**The problem:**
Looking through the data, please report how many lines contain the string "conical", giving nothing but the number.

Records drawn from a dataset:
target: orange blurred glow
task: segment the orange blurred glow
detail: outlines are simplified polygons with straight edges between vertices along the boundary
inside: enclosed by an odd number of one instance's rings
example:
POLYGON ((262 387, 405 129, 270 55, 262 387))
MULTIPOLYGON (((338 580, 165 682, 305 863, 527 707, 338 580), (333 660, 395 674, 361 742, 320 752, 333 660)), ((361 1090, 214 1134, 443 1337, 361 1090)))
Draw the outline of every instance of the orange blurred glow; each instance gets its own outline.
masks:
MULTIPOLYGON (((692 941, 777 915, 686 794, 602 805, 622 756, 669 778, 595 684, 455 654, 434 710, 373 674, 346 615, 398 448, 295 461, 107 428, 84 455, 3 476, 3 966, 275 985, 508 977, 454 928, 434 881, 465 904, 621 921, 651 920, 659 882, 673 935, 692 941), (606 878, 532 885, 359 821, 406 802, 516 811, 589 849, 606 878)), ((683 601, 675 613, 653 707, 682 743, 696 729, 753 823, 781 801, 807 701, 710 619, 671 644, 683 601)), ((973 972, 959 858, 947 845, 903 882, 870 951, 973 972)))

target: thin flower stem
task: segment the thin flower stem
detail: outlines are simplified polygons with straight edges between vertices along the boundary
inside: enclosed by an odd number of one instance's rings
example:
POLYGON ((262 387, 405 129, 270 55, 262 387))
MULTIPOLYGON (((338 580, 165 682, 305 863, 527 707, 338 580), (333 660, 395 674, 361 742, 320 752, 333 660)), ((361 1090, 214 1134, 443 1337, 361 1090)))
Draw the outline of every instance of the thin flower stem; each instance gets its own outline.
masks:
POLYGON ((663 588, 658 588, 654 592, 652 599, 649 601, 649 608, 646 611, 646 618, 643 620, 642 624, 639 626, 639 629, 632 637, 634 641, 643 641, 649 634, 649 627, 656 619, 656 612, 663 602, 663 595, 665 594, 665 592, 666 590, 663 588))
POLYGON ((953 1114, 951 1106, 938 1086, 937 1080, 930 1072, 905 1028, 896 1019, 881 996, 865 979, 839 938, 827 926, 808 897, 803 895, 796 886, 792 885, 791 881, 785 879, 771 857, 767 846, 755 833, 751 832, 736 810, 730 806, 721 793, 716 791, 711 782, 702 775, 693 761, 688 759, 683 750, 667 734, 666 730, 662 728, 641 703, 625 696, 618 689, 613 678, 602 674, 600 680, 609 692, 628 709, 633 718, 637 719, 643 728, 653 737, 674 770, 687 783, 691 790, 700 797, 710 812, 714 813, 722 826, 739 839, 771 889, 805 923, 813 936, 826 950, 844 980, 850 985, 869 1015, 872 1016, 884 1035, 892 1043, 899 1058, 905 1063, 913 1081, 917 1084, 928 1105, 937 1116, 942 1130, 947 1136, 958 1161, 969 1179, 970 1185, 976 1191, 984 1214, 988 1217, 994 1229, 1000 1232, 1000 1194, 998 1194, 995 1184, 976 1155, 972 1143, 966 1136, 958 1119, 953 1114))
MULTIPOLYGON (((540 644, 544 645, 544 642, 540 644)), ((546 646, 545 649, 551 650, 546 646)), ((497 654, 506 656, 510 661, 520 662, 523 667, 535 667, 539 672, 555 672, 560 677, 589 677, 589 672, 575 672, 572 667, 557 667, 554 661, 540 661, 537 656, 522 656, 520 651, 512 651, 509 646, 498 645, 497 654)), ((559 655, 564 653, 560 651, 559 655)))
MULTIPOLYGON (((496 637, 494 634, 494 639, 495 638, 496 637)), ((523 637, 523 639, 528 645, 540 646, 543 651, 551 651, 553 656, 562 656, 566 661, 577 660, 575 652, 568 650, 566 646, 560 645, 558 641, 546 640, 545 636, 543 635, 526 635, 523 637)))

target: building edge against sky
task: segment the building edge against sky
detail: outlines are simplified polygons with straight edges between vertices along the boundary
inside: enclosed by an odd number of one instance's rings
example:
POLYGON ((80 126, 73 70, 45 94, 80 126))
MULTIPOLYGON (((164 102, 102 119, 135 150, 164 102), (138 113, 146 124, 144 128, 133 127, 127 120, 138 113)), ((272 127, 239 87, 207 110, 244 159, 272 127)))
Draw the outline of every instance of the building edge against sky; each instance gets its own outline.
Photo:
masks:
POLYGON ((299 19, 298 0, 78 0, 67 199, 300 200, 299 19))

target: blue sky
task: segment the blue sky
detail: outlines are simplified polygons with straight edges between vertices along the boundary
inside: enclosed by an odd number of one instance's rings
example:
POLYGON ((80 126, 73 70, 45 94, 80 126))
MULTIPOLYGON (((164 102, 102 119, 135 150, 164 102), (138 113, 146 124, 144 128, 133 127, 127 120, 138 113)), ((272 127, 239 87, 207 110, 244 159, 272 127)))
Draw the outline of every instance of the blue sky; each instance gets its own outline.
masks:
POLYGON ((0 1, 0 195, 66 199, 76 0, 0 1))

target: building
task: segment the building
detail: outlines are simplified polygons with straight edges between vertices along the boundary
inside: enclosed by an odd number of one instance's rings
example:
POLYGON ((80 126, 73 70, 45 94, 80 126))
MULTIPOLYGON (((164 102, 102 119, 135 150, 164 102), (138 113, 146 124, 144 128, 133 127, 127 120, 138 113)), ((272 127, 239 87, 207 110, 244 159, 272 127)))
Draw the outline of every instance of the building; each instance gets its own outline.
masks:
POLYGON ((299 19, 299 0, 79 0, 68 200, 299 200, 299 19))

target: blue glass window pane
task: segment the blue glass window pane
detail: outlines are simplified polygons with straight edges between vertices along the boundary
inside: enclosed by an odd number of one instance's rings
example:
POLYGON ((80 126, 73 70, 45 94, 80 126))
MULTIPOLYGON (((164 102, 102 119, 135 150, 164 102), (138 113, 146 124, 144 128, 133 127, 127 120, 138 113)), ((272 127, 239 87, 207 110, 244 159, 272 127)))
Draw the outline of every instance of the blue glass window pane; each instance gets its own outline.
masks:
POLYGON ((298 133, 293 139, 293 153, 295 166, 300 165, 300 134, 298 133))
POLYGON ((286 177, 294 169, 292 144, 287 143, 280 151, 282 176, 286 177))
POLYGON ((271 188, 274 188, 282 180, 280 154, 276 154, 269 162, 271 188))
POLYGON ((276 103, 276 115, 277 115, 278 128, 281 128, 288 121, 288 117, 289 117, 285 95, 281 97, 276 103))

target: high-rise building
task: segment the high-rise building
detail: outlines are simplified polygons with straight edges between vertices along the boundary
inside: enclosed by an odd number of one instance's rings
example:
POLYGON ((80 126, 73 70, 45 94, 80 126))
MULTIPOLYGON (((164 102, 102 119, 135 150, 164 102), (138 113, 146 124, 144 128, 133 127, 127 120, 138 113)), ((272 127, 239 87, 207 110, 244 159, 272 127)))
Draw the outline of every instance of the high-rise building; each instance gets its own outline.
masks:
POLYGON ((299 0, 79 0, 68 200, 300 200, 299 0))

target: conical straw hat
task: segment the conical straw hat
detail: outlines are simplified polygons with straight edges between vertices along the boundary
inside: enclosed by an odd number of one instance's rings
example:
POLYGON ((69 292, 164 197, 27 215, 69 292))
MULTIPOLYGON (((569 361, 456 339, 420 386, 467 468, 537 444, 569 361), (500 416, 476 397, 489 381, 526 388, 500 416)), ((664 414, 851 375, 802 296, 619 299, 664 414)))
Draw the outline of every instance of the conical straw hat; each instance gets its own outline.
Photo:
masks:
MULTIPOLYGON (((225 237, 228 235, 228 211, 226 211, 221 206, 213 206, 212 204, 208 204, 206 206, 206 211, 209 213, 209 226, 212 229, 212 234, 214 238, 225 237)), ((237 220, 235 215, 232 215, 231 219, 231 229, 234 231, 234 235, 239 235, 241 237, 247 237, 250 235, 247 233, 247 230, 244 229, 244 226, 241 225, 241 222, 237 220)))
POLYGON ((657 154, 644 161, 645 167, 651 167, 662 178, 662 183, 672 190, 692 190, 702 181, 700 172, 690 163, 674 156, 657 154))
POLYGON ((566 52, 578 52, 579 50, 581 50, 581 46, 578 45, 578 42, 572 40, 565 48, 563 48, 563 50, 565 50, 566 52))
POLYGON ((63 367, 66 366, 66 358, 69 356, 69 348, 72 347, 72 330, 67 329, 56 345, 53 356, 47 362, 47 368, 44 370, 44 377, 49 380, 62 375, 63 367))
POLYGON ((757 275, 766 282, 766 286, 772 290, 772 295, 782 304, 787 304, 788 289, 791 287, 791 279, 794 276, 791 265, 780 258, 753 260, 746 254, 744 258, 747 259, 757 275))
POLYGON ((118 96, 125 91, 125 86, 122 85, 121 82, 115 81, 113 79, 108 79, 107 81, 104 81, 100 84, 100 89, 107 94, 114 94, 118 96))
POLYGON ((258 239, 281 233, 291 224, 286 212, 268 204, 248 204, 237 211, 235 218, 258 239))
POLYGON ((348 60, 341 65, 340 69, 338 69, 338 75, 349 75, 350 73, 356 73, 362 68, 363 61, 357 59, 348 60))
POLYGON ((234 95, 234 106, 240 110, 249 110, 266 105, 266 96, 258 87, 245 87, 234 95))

**Solution to this exercise:**
3